__Assignment__. Output the listing below exactly, minus its images.

__Exercise data__.

Segment Open

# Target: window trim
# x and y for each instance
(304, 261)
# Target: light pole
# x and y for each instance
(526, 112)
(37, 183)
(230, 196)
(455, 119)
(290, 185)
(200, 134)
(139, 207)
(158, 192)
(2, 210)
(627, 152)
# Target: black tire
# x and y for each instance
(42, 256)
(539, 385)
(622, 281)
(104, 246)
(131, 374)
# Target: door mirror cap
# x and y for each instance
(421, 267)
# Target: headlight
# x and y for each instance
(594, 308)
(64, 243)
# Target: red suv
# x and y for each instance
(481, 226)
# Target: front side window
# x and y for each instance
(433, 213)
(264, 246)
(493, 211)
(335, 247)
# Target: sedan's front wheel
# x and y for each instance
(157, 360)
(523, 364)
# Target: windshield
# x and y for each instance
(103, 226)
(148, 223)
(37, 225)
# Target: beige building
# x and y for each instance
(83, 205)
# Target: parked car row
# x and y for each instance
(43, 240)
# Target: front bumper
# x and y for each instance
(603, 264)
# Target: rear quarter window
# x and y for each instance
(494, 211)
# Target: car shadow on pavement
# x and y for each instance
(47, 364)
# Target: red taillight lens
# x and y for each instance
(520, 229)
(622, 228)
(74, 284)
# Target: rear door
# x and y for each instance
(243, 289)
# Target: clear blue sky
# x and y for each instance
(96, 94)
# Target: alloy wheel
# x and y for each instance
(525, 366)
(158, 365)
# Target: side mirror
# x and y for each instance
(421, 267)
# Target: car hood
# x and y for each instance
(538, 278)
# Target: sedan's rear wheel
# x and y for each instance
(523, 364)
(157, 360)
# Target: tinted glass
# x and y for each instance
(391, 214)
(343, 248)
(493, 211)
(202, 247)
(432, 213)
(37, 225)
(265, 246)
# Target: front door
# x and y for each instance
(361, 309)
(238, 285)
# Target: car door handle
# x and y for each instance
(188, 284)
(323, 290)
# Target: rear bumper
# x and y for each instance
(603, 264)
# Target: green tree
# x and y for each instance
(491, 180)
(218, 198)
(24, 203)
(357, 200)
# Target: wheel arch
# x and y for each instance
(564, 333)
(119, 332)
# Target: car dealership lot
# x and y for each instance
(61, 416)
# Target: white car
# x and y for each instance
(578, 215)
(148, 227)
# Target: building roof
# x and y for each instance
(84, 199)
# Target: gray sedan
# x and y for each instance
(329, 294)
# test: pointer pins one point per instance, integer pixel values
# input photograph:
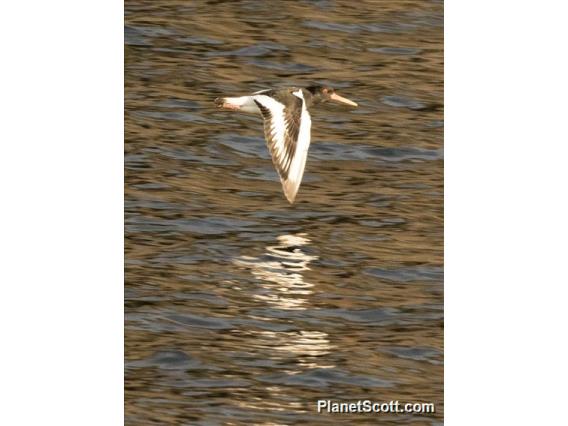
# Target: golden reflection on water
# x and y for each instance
(282, 275)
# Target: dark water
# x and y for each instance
(243, 309)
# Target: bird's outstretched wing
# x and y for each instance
(287, 127)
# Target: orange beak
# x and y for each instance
(336, 98)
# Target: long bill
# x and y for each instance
(335, 97)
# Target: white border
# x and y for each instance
(61, 214)
(505, 212)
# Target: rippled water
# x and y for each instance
(241, 308)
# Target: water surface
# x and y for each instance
(243, 309)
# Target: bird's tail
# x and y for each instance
(242, 103)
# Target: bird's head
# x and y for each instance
(326, 93)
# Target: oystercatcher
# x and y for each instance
(287, 125)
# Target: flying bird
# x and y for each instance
(287, 125)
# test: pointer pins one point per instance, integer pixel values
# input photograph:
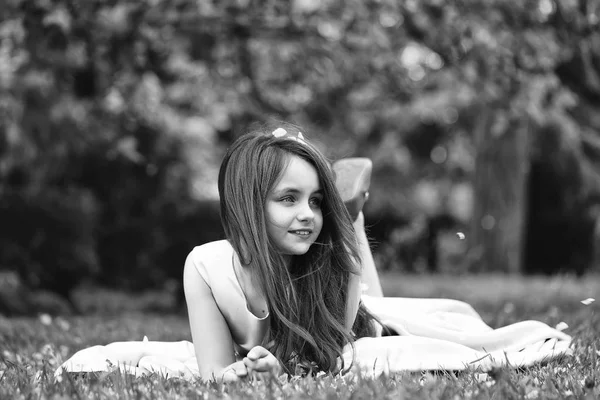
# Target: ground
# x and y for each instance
(32, 348)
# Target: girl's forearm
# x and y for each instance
(369, 276)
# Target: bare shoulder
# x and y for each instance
(217, 249)
(208, 259)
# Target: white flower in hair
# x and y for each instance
(279, 132)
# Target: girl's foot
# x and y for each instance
(353, 178)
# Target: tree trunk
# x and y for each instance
(501, 170)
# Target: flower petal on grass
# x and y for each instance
(45, 319)
(587, 301)
(561, 326)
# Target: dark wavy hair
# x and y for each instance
(307, 301)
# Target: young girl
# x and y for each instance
(284, 292)
(284, 289)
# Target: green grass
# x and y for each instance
(32, 348)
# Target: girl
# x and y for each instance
(285, 286)
(283, 292)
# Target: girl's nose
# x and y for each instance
(306, 213)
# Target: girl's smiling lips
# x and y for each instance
(301, 232)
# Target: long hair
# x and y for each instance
(307, 301)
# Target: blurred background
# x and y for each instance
(481, 118)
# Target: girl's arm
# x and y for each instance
(212, 340)
(369, 276)
(365, 274)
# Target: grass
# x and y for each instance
(32, 348)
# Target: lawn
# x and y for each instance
(32, 348)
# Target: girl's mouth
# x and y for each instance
(301, 232)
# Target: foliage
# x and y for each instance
(131, 103)
(34, 347)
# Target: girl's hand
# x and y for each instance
(234, 372)
(260, 361)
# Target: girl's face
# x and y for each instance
(293, 208)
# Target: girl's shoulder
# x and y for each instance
(210, 258)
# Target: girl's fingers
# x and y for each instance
(235, 371)
(265, 364)
(258, 352)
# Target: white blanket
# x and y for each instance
(429, 338)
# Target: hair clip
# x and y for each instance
(280, 132)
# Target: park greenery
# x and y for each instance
(479, 116)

Segment Closed

__Answer box__.
# Target: window trim
# x and y for each instance
(304, 261)
# Target: light pole
# x and y for each instance
(526, 112)
(37, 183)
(230, 196)
(455, 119)
(290, 185)
(200, 134)
(139, 207)
(158, 192)
(2, 210)
(627, 152)
# Target: black tire
# x and y for each instance
(42, 256)
(539, 385)
(622, 281)
(104, 246)
(131, 374)
# Target: door mirror cap
# x and y for each instance
(421, 267)
# Target: headlight
# x and y for each instance
(594, 308)
(64, 243)
# Target: red suv
# x and y for each instance
(481, 226)
# Target: front side window
# x and y for each instance
(433, 213)
(264, 246)
(493, 211)
(335, 247)
# Target: sedan's front wheel
# x and y for each instance
(157, 360)
(523, 364)
# Target: windshield
# x and y for each instance
(103, 226)
(148, 223)
(37, 225)
# Target: beige building
# x and y for each instance
(83, 205)
# Target: parked car row
# x and y for each instance
(43, 240)
# Target: front bumper
# x and y for each instance
(603, 264)
# Target: rear quarter window
# x and y for each instance
(494, 211)
# Target: car shadow on pavement
# x and y for each instance
(47, 364)
# Target: red taillight lens
# x and y for each instance
(520, 229)
(622, 228)
(74, 284)
# Target: rear door
# x and y for each instance
(243, 289)
# Target: clear blue sky
# x and y for each instance
(96, 94)
# Target: alloy wheel
# x and y for each instance
(525, 366)
(158, 365)
# Target: side mirror
# x and y for each instance
(421, 267)
# Target: car hood
# x and y for each instance
(538, 278)
# Target: sedan's rear wheel
# x and y for each instance
(523, 364)
(157, 360)
# Target: tinted glass
# x and y for each instance
(391, 214)
(343, 248)
(493, 211)
(202, 247)
(432, 213)
(37, 225)
(265, 246)
# Target: front door
# x and y for each instance
(361, 309)
(238, 285)
# Target: car door handle
# x and y for each instance
(188, 284)
(323, 290)
# Target: rear bumper
# x and y for each instance
(603, 264)
# Target: green tree
# x and y for each instance
(491, 180)
(218, 198)
(24, 203)
(357, 200)
# Target: wheel arch
# x and y for each instance
(564, 333)
(119, 332)
# Target: car dealership lot
# x and y for each instance
(61, 416)
# Target: white car
# x and y for each instance
(578, 215)
(148, 227)
# Target: building roof
# x and y for each instance
(84, 199)
# Target: gray sedan
# x and y for each instance
(329, 294)
# test: pointer pins one point per instance, integer pixel values
# input photograph:
# Target: golden reflection on water
# x and y for each instance
(282, 275)
# Target: dark water
# x and y for each instance
(243, 309)
# Target: bird's outstretched wing
# x and y for each instance
(287, 127)
# Target: orange beak
# x and y for each instance
(336, 98)
# Target: long bill
# x and y for each instance
(335, 97)
# Target: white border
# x and y for each instance
(61, 214)
(505, 212)
# Target: rippled water
# x and y for each instance
(241, 308)
# Target: water surface
# x and y for each instance
(243, 309)
# Target: bird's tail
# x and y for each instance
(242, 103)
# Target: bird's head
# x and y for each instance
(326, 93)
# Target: oystercatcher
# x and y for each instance
(287, 125)
# Target: flying bird
# x and y for each instance
(287, 125)
# test: pointer pins one point per instance, integer pixel values
# input photograph:
# Target: ground
# x and y for each instance
(32, 348)
# Target: girl's forearm
# x and y for each instance
(369, 276)
# Target: bare shoulder
# x and y for each instance
(217, 249)
(208, 259)
# Target: white flower in hair
# x and y for each instance
(279, 132)
# Target: girl's foot
# x and y for each instance
(353, 178)
# Target: tree trunk
# x and y for each instance
(501, 170)
# Target: flower petal on grass
# x and y for each instance
(45, 319)
(587, 301)
(561, 326)
# Target: dark wavy hair
# x and y for each instance
(307, 301)
# Target: young girl
# x and y for each instance
(284, 292)
(284, 289)
# Target: green grass
# x and y for each instance
(32, 348)
# Target: girl
# x and y for each instance
(285, 286)
(283, 292)
# Target: girl's nose
# x and y for each instance
(306, 213)
# Target: girl's smiling lips
# x and y for each instance
(301, 232)
# Target: long hair
# x and y for each instance
(307, 301)
# Target: blurred background
# x and y for each instance
(481, 118)
# Target: girl's arm
# x and y for each instance
(212, 340)
(369, 276)
(365, 274)
# Target: grass
# x and y for each instance
(32, 348)
# Target: lawn
# x and y for each instance
(32, 348)
# Target: girl's mouth
# x and y for each instance
(301, 232)
# Target: foliage
# x and y for each instance
(131, 103)
(34, 347)
# Target: girl's hand
# x and y for each instance
(234, 372)
(260, 361)
# Target: girl's face
# x and y for each instance
(293, 208)
# Target: girl's shoulder
# x and y for each instance
(210, 258)
# Target: girl's fingers
# x and y for each instance
(235, 371)
(265, 364)
(258, 352)
# Target: white blanket
# x and y for each instance
(429, 338)
# Target: hair clip
# x and y for each instance
(280, 132)
# Target: park greenery
# x and y for each instance
(479, 116)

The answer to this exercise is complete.